** BEGIN **
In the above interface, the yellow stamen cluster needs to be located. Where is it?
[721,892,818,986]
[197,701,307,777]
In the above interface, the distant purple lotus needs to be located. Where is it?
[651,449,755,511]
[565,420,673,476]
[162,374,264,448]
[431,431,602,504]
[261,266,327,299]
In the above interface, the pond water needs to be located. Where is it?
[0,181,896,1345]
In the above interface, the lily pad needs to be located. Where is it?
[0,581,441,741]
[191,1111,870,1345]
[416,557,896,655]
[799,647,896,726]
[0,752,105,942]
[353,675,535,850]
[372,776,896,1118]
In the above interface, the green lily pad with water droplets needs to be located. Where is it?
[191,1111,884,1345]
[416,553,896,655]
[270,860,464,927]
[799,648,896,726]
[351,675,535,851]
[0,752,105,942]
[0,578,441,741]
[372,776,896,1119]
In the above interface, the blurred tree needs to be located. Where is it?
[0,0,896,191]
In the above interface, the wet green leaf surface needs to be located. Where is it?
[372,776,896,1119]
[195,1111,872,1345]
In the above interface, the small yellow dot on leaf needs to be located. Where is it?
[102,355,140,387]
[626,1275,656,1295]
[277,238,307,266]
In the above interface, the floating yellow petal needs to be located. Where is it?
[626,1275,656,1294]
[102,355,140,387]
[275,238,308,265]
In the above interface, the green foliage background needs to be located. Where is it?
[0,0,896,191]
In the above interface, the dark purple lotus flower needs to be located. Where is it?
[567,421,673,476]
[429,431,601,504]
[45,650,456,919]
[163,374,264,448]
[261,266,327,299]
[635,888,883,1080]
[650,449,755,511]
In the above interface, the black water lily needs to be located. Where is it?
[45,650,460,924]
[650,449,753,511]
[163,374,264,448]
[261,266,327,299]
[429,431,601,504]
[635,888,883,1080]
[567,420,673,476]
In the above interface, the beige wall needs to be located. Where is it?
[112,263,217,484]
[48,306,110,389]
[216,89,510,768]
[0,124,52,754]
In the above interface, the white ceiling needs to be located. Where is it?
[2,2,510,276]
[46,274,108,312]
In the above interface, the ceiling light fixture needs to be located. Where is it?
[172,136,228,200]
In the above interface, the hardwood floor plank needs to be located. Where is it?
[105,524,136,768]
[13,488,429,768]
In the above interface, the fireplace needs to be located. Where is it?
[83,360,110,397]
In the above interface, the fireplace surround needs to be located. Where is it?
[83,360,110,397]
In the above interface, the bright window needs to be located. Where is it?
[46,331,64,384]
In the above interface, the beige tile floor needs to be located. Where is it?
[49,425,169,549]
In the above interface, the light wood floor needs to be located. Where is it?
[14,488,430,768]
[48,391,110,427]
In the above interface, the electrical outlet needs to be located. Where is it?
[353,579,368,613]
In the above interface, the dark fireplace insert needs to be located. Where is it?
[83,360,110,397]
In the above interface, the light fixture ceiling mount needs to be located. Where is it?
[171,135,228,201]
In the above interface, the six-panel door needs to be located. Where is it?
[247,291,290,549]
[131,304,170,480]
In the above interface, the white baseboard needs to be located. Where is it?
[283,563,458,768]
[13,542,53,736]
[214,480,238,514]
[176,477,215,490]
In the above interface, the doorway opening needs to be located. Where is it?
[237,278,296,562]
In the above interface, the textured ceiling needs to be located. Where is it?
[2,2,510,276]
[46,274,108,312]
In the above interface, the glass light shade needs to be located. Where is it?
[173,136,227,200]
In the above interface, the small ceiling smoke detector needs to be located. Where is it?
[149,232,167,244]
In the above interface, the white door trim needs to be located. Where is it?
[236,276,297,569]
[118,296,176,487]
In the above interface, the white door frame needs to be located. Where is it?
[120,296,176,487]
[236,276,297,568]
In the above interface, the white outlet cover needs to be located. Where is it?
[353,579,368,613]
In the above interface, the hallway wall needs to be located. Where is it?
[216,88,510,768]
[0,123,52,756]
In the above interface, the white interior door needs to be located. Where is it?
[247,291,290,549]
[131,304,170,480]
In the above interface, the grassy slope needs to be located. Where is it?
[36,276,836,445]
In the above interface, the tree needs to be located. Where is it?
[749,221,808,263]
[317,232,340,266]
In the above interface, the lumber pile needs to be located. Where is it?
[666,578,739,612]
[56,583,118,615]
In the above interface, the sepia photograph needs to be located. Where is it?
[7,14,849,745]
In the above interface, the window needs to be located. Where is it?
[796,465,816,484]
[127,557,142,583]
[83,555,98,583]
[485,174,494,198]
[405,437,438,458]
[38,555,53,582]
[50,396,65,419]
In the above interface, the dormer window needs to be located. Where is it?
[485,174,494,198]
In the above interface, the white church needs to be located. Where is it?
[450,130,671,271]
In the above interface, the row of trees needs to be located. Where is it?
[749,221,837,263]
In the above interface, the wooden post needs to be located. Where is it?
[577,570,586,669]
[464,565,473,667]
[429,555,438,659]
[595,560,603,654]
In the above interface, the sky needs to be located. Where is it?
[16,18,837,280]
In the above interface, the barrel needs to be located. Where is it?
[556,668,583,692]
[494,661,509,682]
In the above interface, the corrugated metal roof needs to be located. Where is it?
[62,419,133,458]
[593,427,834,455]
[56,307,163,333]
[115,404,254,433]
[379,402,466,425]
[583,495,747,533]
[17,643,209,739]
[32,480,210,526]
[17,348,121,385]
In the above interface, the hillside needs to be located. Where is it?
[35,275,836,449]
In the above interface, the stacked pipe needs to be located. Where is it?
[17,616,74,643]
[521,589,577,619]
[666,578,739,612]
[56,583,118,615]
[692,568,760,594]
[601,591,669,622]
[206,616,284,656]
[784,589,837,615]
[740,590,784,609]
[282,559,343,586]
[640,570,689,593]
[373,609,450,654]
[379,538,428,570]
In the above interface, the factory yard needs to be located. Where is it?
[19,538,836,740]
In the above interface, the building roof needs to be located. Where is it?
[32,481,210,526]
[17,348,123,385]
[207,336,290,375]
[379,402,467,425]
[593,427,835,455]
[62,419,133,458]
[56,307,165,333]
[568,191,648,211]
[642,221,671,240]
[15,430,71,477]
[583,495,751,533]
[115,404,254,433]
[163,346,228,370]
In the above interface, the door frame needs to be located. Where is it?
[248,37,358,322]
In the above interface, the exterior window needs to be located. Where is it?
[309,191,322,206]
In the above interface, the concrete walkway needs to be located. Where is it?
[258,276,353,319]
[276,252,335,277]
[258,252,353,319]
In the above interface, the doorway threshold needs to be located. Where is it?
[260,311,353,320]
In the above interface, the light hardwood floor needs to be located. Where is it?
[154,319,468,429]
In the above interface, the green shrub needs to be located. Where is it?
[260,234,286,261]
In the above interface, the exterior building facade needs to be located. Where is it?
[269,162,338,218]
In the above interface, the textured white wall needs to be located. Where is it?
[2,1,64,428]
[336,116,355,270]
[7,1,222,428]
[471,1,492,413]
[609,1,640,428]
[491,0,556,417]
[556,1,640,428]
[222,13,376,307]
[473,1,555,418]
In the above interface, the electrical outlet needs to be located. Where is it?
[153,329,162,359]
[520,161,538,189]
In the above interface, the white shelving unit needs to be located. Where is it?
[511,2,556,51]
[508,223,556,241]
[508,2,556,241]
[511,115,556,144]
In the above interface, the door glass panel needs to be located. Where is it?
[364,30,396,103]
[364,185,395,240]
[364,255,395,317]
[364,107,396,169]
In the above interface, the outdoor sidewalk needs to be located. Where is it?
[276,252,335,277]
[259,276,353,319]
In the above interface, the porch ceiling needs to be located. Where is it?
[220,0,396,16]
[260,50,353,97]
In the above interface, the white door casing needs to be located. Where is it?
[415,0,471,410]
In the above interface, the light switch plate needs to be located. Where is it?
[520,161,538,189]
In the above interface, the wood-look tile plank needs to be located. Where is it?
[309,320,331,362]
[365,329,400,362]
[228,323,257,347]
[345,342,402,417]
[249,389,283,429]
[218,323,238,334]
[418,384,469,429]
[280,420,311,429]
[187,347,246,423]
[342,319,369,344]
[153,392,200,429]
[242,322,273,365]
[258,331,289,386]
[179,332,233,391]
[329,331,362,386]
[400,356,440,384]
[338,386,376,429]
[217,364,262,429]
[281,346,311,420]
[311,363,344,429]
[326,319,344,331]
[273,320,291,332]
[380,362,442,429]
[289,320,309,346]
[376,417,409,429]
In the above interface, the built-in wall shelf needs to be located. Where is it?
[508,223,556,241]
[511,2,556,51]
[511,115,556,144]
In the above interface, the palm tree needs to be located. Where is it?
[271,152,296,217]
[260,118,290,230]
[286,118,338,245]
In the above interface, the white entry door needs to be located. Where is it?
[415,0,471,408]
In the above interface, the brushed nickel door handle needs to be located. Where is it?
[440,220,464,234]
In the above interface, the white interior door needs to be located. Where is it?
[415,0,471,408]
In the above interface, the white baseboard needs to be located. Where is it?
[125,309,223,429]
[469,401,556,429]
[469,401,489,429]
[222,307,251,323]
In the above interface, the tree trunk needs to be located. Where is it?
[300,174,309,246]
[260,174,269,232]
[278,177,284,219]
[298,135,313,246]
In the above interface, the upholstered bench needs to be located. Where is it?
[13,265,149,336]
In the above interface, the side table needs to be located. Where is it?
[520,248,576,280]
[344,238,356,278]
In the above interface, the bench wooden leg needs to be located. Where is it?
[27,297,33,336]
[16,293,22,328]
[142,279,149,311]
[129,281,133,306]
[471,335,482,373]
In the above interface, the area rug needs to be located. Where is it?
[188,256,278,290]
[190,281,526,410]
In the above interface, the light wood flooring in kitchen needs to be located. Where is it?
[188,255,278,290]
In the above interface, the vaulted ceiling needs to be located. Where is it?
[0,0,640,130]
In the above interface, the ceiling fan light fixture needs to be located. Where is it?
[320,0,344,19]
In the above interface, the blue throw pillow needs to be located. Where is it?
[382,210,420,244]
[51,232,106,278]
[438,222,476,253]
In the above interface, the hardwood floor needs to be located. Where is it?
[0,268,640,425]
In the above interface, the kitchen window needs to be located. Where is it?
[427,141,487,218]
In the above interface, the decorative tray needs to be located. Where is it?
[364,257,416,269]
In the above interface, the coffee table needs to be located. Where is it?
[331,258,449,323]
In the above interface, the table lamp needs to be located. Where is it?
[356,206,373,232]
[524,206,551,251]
** END **
What is asked -> Rewrite the lines that begin at the one containing "In the above interface, the white shelving" and stop after the one containing "[344,238,356,278]", putting "cushioned bench" in place of "upholstered bench" and leaving everything else the same.

Solution to the problem ->
In the above interface, the white shelving unit needs to be located. Where is it?
[511,2,556,51]
[508,223,556,241]
[508,2,556,241]
[511,115,556,144]
In the above interface, the door glass panel needs to be located. Where is it?
[364,30,396,103]
[364,185,395,240]
[364,255,395,317]
[364,107,396,169]
In the above interface, the outdoor sidewalk needs to be located. Where is it?
[276,252,335,277]
[259,276,353,319]
In the above interface, the porch ceiling needs to be located. Where is it?
[220,0,396,16]
[260,50,353,97]
In the above interface, the white door casing needs to be located. Where is it?
[415,0,471,410]
In the above interface, the light switch plate needs to be located. Where is it?
[520,161,538,189]
In the above interface, the wood-look tile plank needs to be located. Where is it?
[309,320,331,362]
[365,329,400,362]
[228,323,257,347]
[345,342,402,417]
[249,389,283,429]
[218,323,238,334]
[418,384,469,429]
[280,420,311,429]
[187,347,246,423]
[342,319,369,344]
[153,392,200,429]
[242,322,273,365]
[258,331,289,386]
[179,332,233,391]
[329,331,362,386]
[400,356,440,384]
[338,386,376,429]
[217,364,262,429]
[281,346,311,420]
[311,363,344,429]
[326,319,344,331]
[273,320,291,332]
[380,362,442,429]
[289,320,309,346]
[376,417,409,429]
In the above interface, the built-in wall shelf needs to be located. Where is it?
[508,223,556,241]
[511,2,556,51]
[511,115,556,144]
In the above interface, the palm tree needs to be located. Where is it?
[271,152,296,217]
[260,118,290,230]
[286,118,338,245]
In the above interface, the white entry door needs to be located. Where is it?
[415,0,471,408]
In the above interface, the brushed nickel door handle needs to be located. Where is it?
[440,220,464,234]
In the above interface, the white interior door needs to be located. Where is it?
[415,0,471,408]
In the above interface, the white baseboard needs to be located. Where is it?
[125,309,223,429]
[469,401,556,429]
[469,401,489,429]
[222,307,251,323]
In the above interface, the tree trunk needs to be located. Where is it?
[300,174,309,246]
[260,174,269,232]
[278,177,284,219]
[298,135,313,246]
In the above interface, the cushioned bench needs to be located. Where is it?
[13,265,149,336]
In the above interface, the side table needs to be located. Where is it?
[520,248,576,280]
[344,238,356,278]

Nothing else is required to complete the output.